Please report every line of the data below that contains the word "positive", copying each line in full.

───

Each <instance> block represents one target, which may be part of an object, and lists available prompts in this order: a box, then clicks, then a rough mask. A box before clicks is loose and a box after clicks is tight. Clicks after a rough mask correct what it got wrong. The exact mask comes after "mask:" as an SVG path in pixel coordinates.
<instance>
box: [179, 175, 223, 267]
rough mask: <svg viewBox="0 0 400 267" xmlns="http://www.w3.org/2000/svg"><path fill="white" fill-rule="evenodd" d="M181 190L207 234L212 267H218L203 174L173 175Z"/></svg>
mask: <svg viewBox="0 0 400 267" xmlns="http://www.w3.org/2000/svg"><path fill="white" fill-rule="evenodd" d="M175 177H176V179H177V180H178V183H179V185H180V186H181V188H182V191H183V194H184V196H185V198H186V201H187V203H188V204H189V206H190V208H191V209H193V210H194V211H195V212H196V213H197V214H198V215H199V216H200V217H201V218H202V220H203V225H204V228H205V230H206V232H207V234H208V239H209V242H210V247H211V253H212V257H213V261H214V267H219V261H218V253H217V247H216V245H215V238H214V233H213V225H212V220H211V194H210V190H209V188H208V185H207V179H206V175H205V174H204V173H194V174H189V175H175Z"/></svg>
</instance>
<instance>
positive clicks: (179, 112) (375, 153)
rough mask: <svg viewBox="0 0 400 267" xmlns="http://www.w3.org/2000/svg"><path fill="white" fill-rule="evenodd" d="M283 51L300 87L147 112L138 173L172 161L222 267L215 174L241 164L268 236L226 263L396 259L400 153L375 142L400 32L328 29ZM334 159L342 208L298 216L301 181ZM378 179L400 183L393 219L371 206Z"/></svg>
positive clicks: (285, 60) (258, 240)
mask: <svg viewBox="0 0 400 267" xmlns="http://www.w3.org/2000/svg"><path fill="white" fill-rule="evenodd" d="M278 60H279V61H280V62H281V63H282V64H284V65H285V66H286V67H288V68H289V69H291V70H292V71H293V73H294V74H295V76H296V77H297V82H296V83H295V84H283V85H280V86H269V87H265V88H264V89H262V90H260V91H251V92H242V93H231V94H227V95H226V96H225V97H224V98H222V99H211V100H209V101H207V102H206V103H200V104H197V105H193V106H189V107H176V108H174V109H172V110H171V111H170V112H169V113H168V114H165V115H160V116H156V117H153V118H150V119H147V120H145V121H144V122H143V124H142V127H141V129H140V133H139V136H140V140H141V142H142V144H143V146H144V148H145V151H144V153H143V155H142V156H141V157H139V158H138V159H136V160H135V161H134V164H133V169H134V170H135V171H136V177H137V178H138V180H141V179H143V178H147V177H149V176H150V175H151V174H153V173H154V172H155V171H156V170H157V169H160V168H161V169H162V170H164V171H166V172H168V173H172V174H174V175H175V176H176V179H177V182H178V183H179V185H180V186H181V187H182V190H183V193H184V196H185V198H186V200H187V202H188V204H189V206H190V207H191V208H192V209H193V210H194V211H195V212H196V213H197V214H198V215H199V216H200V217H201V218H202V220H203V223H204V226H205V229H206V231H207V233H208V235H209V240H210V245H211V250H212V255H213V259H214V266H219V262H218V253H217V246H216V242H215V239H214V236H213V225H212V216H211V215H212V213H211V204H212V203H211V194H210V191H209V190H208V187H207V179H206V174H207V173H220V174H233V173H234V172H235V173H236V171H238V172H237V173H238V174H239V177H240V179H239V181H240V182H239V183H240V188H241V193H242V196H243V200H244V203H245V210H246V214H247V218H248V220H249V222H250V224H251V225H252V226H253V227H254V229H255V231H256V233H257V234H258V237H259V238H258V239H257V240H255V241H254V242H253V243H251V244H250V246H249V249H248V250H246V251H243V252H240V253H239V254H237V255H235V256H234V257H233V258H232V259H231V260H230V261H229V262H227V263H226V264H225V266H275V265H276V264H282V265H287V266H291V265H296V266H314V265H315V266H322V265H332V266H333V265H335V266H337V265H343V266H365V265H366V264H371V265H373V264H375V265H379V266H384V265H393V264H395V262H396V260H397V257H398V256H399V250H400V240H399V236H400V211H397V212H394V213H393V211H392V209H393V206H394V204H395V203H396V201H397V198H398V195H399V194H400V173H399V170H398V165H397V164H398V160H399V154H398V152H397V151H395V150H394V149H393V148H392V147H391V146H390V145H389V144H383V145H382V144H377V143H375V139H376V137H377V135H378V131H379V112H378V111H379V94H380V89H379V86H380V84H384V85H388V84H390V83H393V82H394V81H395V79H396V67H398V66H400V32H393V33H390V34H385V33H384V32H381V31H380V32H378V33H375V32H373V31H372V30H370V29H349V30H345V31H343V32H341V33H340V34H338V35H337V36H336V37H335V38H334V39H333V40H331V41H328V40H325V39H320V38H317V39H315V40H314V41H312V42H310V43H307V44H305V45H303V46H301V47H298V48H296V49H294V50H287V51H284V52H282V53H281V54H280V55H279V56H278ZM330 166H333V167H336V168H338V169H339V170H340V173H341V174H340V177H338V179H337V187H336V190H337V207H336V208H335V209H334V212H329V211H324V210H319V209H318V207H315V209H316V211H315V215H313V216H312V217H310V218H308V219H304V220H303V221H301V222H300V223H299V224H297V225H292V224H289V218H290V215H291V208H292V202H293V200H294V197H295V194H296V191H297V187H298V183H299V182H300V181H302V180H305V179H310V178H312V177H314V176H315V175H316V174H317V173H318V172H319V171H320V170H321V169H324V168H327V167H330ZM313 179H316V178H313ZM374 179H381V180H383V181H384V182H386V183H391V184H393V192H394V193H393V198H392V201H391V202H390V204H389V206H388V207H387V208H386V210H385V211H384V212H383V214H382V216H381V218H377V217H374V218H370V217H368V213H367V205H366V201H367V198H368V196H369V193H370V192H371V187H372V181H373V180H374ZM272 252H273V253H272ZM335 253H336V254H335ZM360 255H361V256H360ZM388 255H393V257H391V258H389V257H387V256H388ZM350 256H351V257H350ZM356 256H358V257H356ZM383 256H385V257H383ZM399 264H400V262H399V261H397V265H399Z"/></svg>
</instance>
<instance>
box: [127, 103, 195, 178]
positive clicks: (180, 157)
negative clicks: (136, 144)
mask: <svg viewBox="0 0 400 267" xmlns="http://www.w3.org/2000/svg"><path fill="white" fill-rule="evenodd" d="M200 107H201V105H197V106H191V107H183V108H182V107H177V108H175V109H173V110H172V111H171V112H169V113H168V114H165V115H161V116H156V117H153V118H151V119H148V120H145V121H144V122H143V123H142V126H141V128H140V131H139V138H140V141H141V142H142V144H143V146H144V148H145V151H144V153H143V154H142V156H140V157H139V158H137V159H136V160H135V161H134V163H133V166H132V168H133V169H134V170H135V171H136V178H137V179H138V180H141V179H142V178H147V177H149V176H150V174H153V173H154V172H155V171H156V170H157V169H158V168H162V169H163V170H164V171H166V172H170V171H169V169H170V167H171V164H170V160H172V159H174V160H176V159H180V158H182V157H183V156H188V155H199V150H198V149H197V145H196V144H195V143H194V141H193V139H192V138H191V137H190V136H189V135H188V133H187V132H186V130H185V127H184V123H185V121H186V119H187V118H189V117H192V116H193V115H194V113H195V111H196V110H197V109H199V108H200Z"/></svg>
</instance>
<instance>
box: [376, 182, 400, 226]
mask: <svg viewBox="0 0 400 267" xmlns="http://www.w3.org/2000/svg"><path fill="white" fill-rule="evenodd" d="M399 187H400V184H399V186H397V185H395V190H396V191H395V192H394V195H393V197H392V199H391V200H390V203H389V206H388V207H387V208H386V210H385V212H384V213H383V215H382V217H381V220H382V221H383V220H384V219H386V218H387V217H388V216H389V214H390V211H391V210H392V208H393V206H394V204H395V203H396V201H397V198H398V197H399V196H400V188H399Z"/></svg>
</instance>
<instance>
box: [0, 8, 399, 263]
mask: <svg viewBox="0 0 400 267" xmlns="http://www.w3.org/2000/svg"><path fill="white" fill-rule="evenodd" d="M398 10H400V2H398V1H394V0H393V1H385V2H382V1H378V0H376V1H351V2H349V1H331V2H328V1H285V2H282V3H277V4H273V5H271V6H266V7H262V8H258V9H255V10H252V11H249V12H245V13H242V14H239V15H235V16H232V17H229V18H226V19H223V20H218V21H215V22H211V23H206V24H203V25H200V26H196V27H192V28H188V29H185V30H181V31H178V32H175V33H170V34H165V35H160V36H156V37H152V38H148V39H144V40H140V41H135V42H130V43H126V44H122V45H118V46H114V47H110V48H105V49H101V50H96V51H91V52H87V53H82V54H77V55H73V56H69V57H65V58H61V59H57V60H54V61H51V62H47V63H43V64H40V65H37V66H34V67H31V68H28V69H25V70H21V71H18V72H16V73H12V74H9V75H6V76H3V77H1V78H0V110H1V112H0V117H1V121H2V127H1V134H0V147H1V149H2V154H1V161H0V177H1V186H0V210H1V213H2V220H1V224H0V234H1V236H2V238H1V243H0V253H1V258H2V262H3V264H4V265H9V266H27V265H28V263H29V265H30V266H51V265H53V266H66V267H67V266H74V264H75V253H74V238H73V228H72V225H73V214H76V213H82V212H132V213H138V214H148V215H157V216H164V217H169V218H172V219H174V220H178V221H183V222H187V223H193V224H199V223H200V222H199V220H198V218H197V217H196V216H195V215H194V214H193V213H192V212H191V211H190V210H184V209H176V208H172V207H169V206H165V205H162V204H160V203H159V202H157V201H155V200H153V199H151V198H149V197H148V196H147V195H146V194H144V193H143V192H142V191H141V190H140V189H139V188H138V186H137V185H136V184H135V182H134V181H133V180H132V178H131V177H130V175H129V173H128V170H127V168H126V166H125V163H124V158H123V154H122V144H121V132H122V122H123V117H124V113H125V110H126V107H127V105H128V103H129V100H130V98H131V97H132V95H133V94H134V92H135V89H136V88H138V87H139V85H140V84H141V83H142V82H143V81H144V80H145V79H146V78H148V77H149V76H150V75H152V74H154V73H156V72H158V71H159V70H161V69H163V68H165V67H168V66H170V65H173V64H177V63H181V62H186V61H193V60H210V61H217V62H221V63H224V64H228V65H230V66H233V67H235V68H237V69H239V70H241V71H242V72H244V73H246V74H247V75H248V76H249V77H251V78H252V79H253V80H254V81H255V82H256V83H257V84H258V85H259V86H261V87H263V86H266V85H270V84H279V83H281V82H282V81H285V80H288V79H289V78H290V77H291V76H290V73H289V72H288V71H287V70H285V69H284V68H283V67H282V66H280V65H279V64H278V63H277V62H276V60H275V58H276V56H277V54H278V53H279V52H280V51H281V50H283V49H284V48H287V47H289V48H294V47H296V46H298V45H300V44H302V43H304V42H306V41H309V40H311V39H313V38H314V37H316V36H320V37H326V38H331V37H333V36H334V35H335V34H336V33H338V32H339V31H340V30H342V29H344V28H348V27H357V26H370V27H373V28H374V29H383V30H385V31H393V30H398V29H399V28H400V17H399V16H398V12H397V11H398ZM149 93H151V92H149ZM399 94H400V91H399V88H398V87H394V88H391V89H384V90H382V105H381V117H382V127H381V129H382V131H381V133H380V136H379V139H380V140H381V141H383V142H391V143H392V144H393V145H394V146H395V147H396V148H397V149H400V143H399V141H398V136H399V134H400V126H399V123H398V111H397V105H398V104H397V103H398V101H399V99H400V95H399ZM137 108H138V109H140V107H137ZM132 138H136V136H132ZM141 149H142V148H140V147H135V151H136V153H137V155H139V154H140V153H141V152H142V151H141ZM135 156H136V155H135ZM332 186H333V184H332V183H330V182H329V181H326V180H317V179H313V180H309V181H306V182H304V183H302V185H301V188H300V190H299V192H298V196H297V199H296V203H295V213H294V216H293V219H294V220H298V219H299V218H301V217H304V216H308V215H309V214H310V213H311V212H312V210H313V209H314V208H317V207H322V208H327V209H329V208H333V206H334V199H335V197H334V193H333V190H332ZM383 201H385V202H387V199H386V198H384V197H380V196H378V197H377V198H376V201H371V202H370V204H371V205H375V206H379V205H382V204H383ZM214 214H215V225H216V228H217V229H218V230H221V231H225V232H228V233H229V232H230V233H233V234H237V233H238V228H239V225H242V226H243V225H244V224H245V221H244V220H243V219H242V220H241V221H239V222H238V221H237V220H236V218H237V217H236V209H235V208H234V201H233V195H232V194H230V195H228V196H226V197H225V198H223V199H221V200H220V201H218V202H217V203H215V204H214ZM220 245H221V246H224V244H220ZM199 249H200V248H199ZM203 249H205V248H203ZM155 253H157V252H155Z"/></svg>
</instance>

───

Your response ->
positive clicks: (179, 112) (375, 153)
positive clicks: (285, 60) (258, 240)
positive clicks: (180, 157)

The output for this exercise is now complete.